La symbolique animale, bien connue de nos ancêtres qui l’inscrivaient dans la pierre de nos cathédrales, s’est malheureusement effacée de nos mémoires. Mais les cathédrales sont encore debout comme des veilleurs, anges immuables de la Présence. Ecoutons-les. Elles nous reconduisent au sixième jour de la Genèse où, après que Dieu ait invité l’Adam à son grand conseil, le récit se poursuit ainsi: «Dieu crée l’Adam dans son image» (Gn 1,27). Il le «crée» dans son «image» seule, car la ressemblance – à accomplir – ne relève que du verbe «faire». Cela veut dire que l’Adam – chacun de nous – ayant accepté en toute liberté d’être créé, a signé un contrat de noces avec Dieu. Lorsqu’il aura atteint la ressemblance à Dieu, celui-ci l’épousera.

S’initier aux mystères

Un autre verset biblique, inentendable aujourd’hui à l’heure des grands enjeux écologiques, est l’ordre donné à l’Adam croître, se multiplier et remplir la terre…

Le verbe «créer» (bar’a) signifie «(poser) dans le voir», poser l’altérité, l’autre en face-à-face. Il préside au processus de différenciation de l’Adam d’avec Dieu, son vrai Père. Son Dieu dont il deviendra l’épouse après que, par mutations successives, il aura gravi les différents champs intérieurs (champs de conscience) auxquels le feront accéder ses «descentes» en lui-même.

# # # # # # #

**Exercices écrits:**
1/ Renvoyez le passage de l'extrait sur la Genèse qui va de « La symbolique animale, bien » jusqu'à « Dieu, celui-ci l’épousera. » inclus.
2/ Résumez plus brièvement le paragraphe de l'extrait sur la Genèse qui commence par « Le verbe «créer» (bar’a) », en conservant ses faits principaux.
3/ Pour chaque affirmation, dites si elle concorde avec l'extrait sur la Genèse. Répondez par oui ou non, puis citez les mots décisifs du texte.
(a) La ressemblance à Dieu relève du verbe « créer ».
(b) Les cathédrales sont encore debout.
(c) Dieu épousera l'Adam lorsque celui-ci aura atteint la ressemblance à Dieu.

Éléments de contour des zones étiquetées
# # # # # # #

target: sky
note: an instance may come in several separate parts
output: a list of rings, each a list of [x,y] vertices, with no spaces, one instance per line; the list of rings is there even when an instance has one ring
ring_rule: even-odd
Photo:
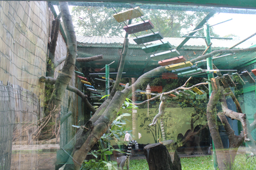
[[[72,12],[73,6],[69,6]],[[57,8],[55,8],[58,13]],[[230,34],[236,35],[234,38],[238,42],[246,38],[256,32],[255,22],[256,15],[230,13],[219,13],[208,20],[209,25],[213,25],[232,19],[232,20],[213,26],[214,32],[223,37]],[[256,36],[249,39],[252,44],[256,44]],[[255,42],[255,43],[254,43]]]

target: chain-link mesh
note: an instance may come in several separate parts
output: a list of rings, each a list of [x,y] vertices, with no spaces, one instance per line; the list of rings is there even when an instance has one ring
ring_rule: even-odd
[[[106,64],[109,64],[113,61],[118,61],[121,54],[122,42],[126,33],[123,27],[128,24],[128,21],[118,22],[113,18],[113,15],[137,6],[135,4],[128,3],[124,5],[119,3],[104,3],[101,7],[96,7],[96,3],[91,3],[92,6],[73,7],[73,21],[75,23],[75,27],[76,27],[78,35],[91,37],[90,43],[87,43],[86,41],[79,41],[80,43],[78,44],[84,46],[78,48],[78,55],[80,57],[88,57],[99,54],[103,54],[104,56],[104,61],[91,62],[89,64],[90,67],[98,70],[98,69],[105,66]],[[151,5],[152,7],[151,8]],[[167,7],[173,7],[173,8],[169,8],[169,10],[160,9],[164,6],[162,4],[159,4],[161,7],[157,8],[155,8],[155,4],[147,4],[147,5],[146,8],[145,7],[145,6],[141,6],[143,7],[141,7],[141,10],[144,14],[144,16],[141,18],[133,19],[132,24],[150,20],[155,27],[152,30],[146,30],[135,33],[135,35],[129,35],[130,49],[128,50],[126,60],[124,69],[126,70],[124,71],[128,72],[126,74],[127,77],[133,76],[138,77],[159,66],[157,61],[150,59],[150,55],[164,52],[157,51],[146,54],[141,50],[141,48],[144,46],[136,44],[132,39],[133,38],[140,35],[159,31],[164,37],[163,41],[168,41],[172,45],[172,48],[175,49],[185,39],[182,36],[193,30],[209,13],[205,10],[204,12],[193,11],[192,8],[190,11],[181,10],[180,8],[179,10],[170,10],[170,9],[177,9],[176,7],[178,6],[175,5],[166,5]],[[211,24],[213,22],[213,24],[217,24],[223,21],[224,20],[215,21],[214,19],[212,19],[215,16],[219,18],[220,15],[220,13],[216,14],[210,18],[209,21],[211,21]],[[241,15],[243,15],[244,17],[247,16],[246,14]],[[227,23],[228,23],[228,22],[230,21],[227,21]],[[221,26],[221,24],[220,25]],[[233,33],[231,26],[229,26],[228,24],[225,24],[223,29],[230,30],[231,32],[230,35],[226,37],[233,37],[234,39],[211,39],[213,50],[227,49],[237,44],[241,39],[246,38],[243,36],[239,37],[240,39],[238,38]],[[249,23],[248,24],[250,25]],[[221,32],[215,32],[214,30],[214,26],[210,27],[211,37],[220,37],[219,33]],[[204,36],[204,31],[201,30],[195,33],[194,35]],[[115,37],[115,39],[113,39],[113,37]],[[117,40],[117,39],[118,40]],[[152,43],[161,43],[161,42],[158,41],[152,42]],[[152,44],[152,42],[145,45],[148,46],[150,44]],[[252,44],[253,44],[253,42],[248,40],[235,48],[248,48]],[[96,46],[97,48],[92,47]],[[116,48],[110,48],[110,47]],[[204,38],[190,38],[181,48],[178,49],[178,52],[181,55],[189,61],[201,55],[205,49],[205,43]],[[225,54],[228,54],[221,55]],[[253,60],[254,56],[255,53],[254,52],[237,53],[214,59],[213,62],[219,69],[239,69],[242,64]],[[118,64],[118,62],[116,62],[111,66],[112,70],[117,71]],[[198,66],[203,69],[206,69],[206,62],[200,63]],[[134,68],[136,69],[133,69]]]

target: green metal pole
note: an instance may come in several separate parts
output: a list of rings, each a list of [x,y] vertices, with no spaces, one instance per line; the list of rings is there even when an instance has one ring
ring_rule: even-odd
[[[207,43],[210,44],[211,43],[211,38],[210,37],[210,29],[209,29],[209,25],[208,24],[205,24],[204,25],[204,36],[205,37],[205,39],[206,40]],[[205,48],[207,48],[207,45],[206,46]],[[206,52],[206,54],[211,52],[211,47],[210,47],[208,50]],[[211,57],[208,58],[206,59],[206,63],[207,63],[207,69],[208,70],[213,70],[213,59]],[[208,74],[208,80],[211,80],[212,78],[214,78],[214,76],[213,73]],[[211,95],[211,92],[213,91],[213,88],[211,87],[211,84],[209,83],[209,96]],[[216,155],[216,151],[215,151],[215,147],[214,146],[214,143],[213,141],[213,157],[214,157],[214,169],[217,169],[217,167],[218,166],[217,162],[217,156]]]
[[[106,65],[106,95],[110,94],[110,66]],[[106,99],[107,97],[106,98]]]

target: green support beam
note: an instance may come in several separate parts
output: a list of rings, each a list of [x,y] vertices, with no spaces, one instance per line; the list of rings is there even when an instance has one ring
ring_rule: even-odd
[[[25,0],[24,0],[25,1]],[[51,1],[51,0],[43,0],[43,1]],[[59,1],[66,1],[60,0]],[[84,0],[71,0],[70,2],[83,2]],[[120,2],[120,0],[89,0],[87,2]],[[144,3],[169,4],[177,5],[203,5],[210,7],[219,7],[226,8],[256,9],[256,1],[254,0],[122,0],[123,3]]]
[[[52,1],[52,3],[55,5],[58,5],[58,1]],[[123,2],[74,2],[69,1],[68,2],[69,5],[81,6],[81,7],[106,7],[108,8],[130,8],[130,4],[127,3]],[[253,9],[235,9],[229,8],[221,7],[213,7],[206,6],[197,6],[195,8],[193,8],[193,6],[189,5],[173,5],[166,4],[135,4],[136,7],[139,7],[141,9],[161,9],[161,10],[185,10],[185,11],[193,11],[200,12],[215,12],[215,13],[224,13],[231,14],[255,14],[255,11]]]
[[[210,44],[211,43],[211,38],[210,37],[210,29],[209,27],[209,24],[206,24],[204,25],[204,36],[206,37],[205,39],[207,42],[207,44]],[[207,48],[207,45],[205,46],[205,48]],[[208,54],[211,52],[211,47],[210,47],[206,53],[206,54]],[[207,64],[207,69],[208,70],[213,70],[213,58],[211,57],[208,58],[206,59],[206,64]],[[211,80],[212,78],[214,78],[214,74],[208,74],[208,80]],[[209,87],[209,97],[211,96],[211,92],[213,91],[213,87],[211,87],[211,84],[208,84]],[[215,115],[216,116],[216,115]],[[217,117],[216,117],[216,121],[217,121]],[[216,122],[217,123],[217,122]],[[214,143],[213,141],[213,160],[214,160],[214,169],[217,169],[217,167],[218,166],[217,162],[217,155],[216,155],[216,151],[215,151],[215,147],[214,146]]]
[[[200,22],[200,23],[195,27],[195,28],[194,28],[194,30],[193,30],[193,31],[194,30],[198,30],[199,29],[200,29],[201,28],[204,24],[205,24],[207,21],[211,17],[213,16],[214,15],[215,13],[214,12],[210,12],[201,21],[201,22]],[[188,35],[188,36],[193,36],[193,35],[194,35],[195,33],[195,32],[192,32],[192,33],[190,33]],[[185,43],[186,42],[188,42],[188,40],[189,40],[190,38],[186,38],[185,39],[184,39],[183,41],[182,41],[182,42],[181,43],[181,44],[179,45],[178,46],[178,47],[177,47],[176,49],[177,50],[179,50],[179,49],[181,49],[182,46],[184,46],[184,44],[185,44]]]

# # # # # # #

**Les solutions:**
1/
La symbolique animale, bien connue de nos ancêtres qui l’inscrivaient dans la pierre de nos cathédrales, s’est malheureusement effacée de nos mémoires. Mais les cathédrales sont encore debout comme des veilleurs, anges immuables de la Présence. Ecoutons-les. Elles nous reconduisent au sixième jour de la Genèse où, après que Dieu ait invité l’Adam à son grand conseil, le récit se poursuit ainsi: «Dieu crée l’Adam dans son image» (Gn 1,27). Il le «crée» dans son «image» seule, car la ressemblance – à accomplir – ne relève que du verbe «faire». Cela veut dire que l’Adam – chacun de nous – ayant accepté en toute liberté d’être créé, a signé un contrat de noces avec Dieu. Lorsqu’il aura atteint la ressemblance à Dieu, celui-ci l’épousera.

2/ Le verbe « créer » (bar’a) signifie « (poser) dans le voir », c'est-à-dire poser l'autre en face-à-face. Il préside à la différenciation de l'Adam d'avec Dieu, son vrai Père. L'Adam deviendra l'épouse de Dieu après avoir gravi, par mutations successives, les champs de conscience auxquels le mèneront ses « descentes » en lui-même.

3/
(a) Non : « la ressemblance – à accomplir – ne relève que du verbe «faire» ».
(b) Oui : « les cathédrales sont encore debout comme des veilleurs ».
(c) Oui : « Lorsqu’il aura atteint la ressemblance à Dieu, celui-ci l’épousera. »